Compito A: Ricopia dal testo sul governo Conte bis il passo che va da "Le politiche sull’immigrazione" fino a "nazionale e regionale." incluso.
Compito B: Prosegui il testo sul governo Conte bis partendo dopo la sua ultima frase.

Testo mostrato:
----

Le politiche sull’immigrazione non subiranno forse mutamenti di profonda sostanza, ma quanto meno è auspicabile che cercheremo di non trasformare il Mediterraneo in un cimitero galleggiante. Sarà necessario rivedere completamente il Trattato di Dublino, ma sarà più semplice farlo con gli esponenti del governo presenti alle riunioni a ciò destinate piuttosto che con quelli che le ignoravano regolarmente per presenziare invece a comizi e comparsate. Ci si aspetta intanto un governo che sappia impugnare le leggi regionali xenofobe e rimettere la Carta al centro di ogni proposta legislativa nazionale e regionale.

In primo luogo, però, con la nascita del “Conte bis” finisce l’apoteosi di Salvini. La sua onnipresenza e la sua onnipotenza sono rimaste sepolte sotto il suo delirio onanistico, la richiesta di pieni poteri lo ha portato alla perdita di ogni potere. La sceneggiata a base di grida invasate e saluti romani messa in onda sotto Montecitorio è stata l’ennesima sconfitta: di fronte all’invasione di Roma annunciata 34 giorni orsono, solo qualche migliaio di fascistelli ha presenziato alla retromarcia su Roma.

D’altra parte, al di là del livore esibito, di politica vi è ben poco nella strategia-fascio leghista. Le urla manzoniane contro il cambiamento del quadro politico servono soprattutto ad allontanare le critiche da Salvini, che in piena dottrina Tafazzi ha scelto di mettere in moto la crisi politica senza tener conto delle sue possibili conseguenze. Di questo, spenti i riflettori sulla crisi, gli chiederanno conto i maggiorenti della Lega che non lo amano e i militanti che ne intravedono il fallimento. Ed hanno voglia a dire che alle elezioni trionferanno: hanno perso 8 punti percentuali in un mese e la rabbia sta ad indicare che sanno di aver perso un’occasione che forse non si ripresenterà.

Ma alle urla bisogna comunque opporre argomenti. Governo illegittimo? E perché? Non si capisce come mai possa nascere un governo di coalizione tra il primo e il terzo partito e non tra il primo e il secondo. Alle elezioni il PD ha ottenuto il 18,7 per cento e la Lega il 17,4: anche la matematica diventa strumento demo-pluto-giudaico-massonico? Divertente sentirli parlare di incostituzionalità dell’agire dei 5 stelle, data l’assoluta costituzionalità della procedura (ma loro, con la Carta, sono notoriamente in difficoltà). Stravagante anche la polemica sulle poltrone, quando ne hanno fatto incetta senza pudore; non è ben chiaro come mai entrando nei ministeri loro diventino uomini di governo e gli altri poltronisti.

----

Dati:
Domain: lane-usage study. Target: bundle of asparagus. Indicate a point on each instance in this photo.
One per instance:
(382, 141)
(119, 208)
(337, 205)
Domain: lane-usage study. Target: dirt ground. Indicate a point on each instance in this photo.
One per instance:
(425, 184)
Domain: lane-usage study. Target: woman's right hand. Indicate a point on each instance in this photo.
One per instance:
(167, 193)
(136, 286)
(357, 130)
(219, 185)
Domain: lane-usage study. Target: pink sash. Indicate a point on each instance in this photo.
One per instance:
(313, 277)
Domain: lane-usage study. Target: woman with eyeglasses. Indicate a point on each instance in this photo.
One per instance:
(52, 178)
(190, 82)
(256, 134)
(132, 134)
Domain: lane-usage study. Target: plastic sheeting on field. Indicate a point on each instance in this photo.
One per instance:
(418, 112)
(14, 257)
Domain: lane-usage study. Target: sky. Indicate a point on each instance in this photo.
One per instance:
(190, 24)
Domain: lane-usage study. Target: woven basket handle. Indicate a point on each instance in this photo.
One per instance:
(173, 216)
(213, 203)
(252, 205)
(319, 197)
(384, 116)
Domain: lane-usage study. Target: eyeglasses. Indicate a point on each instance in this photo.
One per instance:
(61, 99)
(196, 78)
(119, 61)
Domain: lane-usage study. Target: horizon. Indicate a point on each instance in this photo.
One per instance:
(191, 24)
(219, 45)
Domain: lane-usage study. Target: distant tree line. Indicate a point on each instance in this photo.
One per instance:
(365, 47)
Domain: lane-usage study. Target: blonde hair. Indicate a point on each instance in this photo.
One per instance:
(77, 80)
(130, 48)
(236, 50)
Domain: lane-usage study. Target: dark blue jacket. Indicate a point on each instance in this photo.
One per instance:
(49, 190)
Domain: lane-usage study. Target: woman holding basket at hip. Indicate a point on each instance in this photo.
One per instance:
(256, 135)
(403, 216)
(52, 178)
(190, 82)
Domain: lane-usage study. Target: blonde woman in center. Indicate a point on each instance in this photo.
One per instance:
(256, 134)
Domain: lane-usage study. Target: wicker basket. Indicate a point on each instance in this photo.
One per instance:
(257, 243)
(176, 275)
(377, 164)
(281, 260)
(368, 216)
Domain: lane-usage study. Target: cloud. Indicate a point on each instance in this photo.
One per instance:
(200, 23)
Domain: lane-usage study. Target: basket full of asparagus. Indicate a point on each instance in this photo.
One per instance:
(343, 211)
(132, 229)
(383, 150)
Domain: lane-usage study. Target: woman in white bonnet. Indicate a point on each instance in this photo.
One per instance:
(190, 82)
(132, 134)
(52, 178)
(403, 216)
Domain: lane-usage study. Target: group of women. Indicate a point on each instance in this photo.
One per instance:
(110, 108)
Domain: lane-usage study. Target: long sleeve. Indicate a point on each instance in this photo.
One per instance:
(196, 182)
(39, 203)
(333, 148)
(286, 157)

----

Risultato A:
Le politiche sull’immigrazione non subiranno forse mutamenti di profonda sostanza, ma quanto meno è auspicabile che cercheremo di non trasformare il Mediterraneo in un cimitero galleggiante. Sarà necessario rivedere completamente il Trattato di Dublino, ma sarà più semplice farlo con gli esponenti del governo presenti alle riunioni a ciò destinate piuttosto che con quelli che le ignoravano regolarmente per presenziare invece a comizi e comparsate. Ci si aspetta intanto un governo che sappia impugnare le leggi regionali xenofobe e rimettere la Carta al centro di ogni proposta legislativa nazionale e regionale.

Risultato B:
Poi non si vede come possano accusare il PD di governare perdendo le elezioni, visto che loro non ne vincono una dai primi anni 2000 ed hanno però ritenuto di poter governare “con pieni poteri” pur arrivando terzi alle elezioni. Bizzarro sentirli parlare di impedimento al diritto di voto quando un anno fa scelsero l’accordo con il M5S invece tornare a votare; particolarmente ridicola la Meloni, che dimentica come, nel 2011, pur di non andare a votare (sarebbe stata seppellita politicamente dopo la caduta del governo Berlusconi) accettò di votare il governo Monti. Lo fece per evitare proprio le elezioni che avrebbero visto vincitore il PD guidato da Bersani. Il suo continuato sostegno al governo Monti le fece votare il pareggio di Bilancio in Costituzione e la riforma Fornero, combinato contro il quale si scaglia adesso per racimolare consensi. Insomma prima vota e poi protesta contro il suo stesso voto: un po’ bifronte, come quando parla di Costituzione, su cui ha giurato da ministro ma che odia da fascista. Un autentico esempio di dislessia politica.

C’è poi la cosiddetta intellighenzia redazionale dei giornalini di regime che brinda alla sconfitta di Salvini come presa di distanza dalla Russia. Qui siamo oltre il ragionevole e persino a dispetto dei fatti, visto che Salvini ha votato immediatamente il rinnovo delle sanzioni (vergognosamente ipocrite) verso Mosca. Perché? Perché Salvini non segue Putin bensì Trump. Come tutta la destra, soprattutto quella che finge di stimare Putin ma poi accetta che i trattati missilistici a medio raggio vengano stracciati dagli USA e che la Russia si trasformi in un bersaglio (e l’Europa di conseguenza). Identificare la destra con i russi è davvero una delle peggiori idiozie di questi tempi.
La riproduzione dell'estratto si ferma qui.